Aim A
In the records below, report every line that contains the string "countertop", copying each line in full.

Source document

2026 has been a bad year for FTSE 100 and FTSE 250 housebuilding shares. But Vistry Group’s (LSE:VTY) share price performance has been nothing short of catastrophic. Today, it trades at 236.8p per share, down 63% since 1 January.
The affordable housing specialist just can’t catch a break, in fact. It’s slumped another 7% today (Wednesday, 8 July) after another shocking trading update.
I don’t own Vistry shares. But I do love buying quality stocks then they slump in price and trade on rock-bottom valuations. So I’m asking: is now the time to buy this beaten-up FTSE 250 stock for my portfolio?
Profit warning
The housing market’s fragile recovery at the end of 2025 and start of 2026 has been truly demolished. Home sales have weakened sharply, reflecting the unfavourable impact of the Iran war on mortgage lending rates.
Yet, Vistry has performed especially badly, and today shocked the market with a profit warning. It’s now tipping an adjusted pre-tax loss of £30m for the six months to June. It had the market’s card marked in May when it predicted “significantly lower” profits from the £80.6m profit in the same 2025 period. But today’s result was much worse than feared.
For the full year, pre-tax profits are now tipped at £200m, down from May’s forecast of £223m.
So what’s gone wrong? On the positive side, average weekly sales rates are up, increasing 2% over the first half. The problem is Vistry’s having to slice prices to offload its properties. Discounts on private sales leapt to 7.1% from 1.4% last year.

Aim B
Pick up the Vistry Group share price article above and continue it from its final sentence.

Exercise inputs
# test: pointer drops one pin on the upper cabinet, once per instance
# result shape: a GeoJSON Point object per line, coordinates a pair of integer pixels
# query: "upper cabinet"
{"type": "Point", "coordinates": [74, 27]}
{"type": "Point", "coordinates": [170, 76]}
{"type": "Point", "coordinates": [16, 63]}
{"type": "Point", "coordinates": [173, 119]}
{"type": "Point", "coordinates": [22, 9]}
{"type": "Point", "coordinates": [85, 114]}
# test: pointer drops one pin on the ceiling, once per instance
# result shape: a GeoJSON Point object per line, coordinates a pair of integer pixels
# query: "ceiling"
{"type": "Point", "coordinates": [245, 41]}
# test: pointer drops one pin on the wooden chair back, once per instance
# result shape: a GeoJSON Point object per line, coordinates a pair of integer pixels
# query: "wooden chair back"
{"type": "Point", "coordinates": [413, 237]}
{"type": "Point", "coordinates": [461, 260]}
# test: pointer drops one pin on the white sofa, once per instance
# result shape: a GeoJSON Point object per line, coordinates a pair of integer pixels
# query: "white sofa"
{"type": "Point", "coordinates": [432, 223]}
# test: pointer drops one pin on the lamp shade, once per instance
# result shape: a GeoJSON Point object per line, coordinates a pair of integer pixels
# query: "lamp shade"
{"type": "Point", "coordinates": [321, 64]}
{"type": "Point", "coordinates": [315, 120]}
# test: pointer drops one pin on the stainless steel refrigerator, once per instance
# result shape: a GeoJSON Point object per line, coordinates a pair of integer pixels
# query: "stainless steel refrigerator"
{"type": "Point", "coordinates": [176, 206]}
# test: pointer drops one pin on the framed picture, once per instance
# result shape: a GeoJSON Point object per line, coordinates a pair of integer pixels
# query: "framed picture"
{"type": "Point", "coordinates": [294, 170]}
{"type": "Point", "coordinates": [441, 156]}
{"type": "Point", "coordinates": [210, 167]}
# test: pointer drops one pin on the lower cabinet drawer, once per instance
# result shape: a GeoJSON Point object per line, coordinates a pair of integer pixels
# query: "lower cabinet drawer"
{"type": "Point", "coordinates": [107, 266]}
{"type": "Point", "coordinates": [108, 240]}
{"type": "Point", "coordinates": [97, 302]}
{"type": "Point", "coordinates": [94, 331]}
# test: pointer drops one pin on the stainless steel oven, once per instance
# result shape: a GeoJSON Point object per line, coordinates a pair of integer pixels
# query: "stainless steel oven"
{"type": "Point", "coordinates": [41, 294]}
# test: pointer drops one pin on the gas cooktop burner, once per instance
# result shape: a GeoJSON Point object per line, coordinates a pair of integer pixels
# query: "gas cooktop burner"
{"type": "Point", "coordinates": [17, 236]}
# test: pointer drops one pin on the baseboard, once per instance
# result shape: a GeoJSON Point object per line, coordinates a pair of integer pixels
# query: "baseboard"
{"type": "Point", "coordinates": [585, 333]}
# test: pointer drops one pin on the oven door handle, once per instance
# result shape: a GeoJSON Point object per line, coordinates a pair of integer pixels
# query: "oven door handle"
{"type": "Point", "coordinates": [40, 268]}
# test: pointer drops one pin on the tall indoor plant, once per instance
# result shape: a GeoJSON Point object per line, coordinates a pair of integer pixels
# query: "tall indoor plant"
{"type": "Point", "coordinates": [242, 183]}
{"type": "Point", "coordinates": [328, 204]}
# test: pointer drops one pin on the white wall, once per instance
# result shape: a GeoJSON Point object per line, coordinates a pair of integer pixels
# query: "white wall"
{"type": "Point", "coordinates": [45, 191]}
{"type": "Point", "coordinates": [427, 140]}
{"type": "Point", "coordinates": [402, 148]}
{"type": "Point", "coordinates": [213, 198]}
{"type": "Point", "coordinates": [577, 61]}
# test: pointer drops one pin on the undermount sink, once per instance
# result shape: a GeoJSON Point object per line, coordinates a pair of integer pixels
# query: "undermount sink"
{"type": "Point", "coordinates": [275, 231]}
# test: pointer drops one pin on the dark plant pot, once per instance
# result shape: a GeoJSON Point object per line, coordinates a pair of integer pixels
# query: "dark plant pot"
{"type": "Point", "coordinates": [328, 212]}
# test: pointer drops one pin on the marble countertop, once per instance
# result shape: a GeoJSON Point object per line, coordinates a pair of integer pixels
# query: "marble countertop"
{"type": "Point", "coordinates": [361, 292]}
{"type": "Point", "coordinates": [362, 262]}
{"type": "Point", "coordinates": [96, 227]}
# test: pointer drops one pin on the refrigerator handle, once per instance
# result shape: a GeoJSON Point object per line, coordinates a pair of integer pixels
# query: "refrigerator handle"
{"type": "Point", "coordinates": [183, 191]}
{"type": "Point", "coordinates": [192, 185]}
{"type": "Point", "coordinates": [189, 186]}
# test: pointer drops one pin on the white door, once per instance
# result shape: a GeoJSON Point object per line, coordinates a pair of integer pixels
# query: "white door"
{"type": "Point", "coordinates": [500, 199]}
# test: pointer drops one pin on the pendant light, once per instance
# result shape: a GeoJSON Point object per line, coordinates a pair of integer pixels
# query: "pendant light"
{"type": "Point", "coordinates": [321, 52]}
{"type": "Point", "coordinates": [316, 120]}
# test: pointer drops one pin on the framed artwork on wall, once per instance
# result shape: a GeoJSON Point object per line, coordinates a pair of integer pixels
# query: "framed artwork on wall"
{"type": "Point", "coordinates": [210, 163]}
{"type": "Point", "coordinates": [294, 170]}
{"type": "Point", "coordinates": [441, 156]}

Written reply A
# test: pointer drops one pin on the marble countertop, once per instance
# query: "marble countertop"

Written reply B
Completions fell 12% to roughly 6,100 homes. Meanwhile, the order book slumped 9% to £3.9bn. And worryingly, Vistry warned that
We are not anticipating a significant change in open market conditions in [the second half], or in early 2027.
Vistry: cheap as chips
Like many investors, I buy stocks with a long-term view in mind. So if Vistry shares look good over an extended horizon (like five years), I’d be tempted to buy. And especially given how cheap they currently are.
Following today’s slump, the FTSE 250 share trades on a forward price-to-earnings (P/E) ratio of just 7 times. That’s less than half the 10-year average of around 15. Meanwhile, its price-to-book (P/B) ratio has toppled to 0.2, below historical levels of 1.
But here’s the thing. I think profits for all housebuilders could rise strongly as the UK’s population grows, driving demand for new homes. Yet, I’m also worried that Vistry’s focus on affordable housing — traditionally a more stable part of the market — isn’t keeping earnings afloat. It suggests there could be deep-seated problems that new chief executive Adam Daniels may struggle to fix.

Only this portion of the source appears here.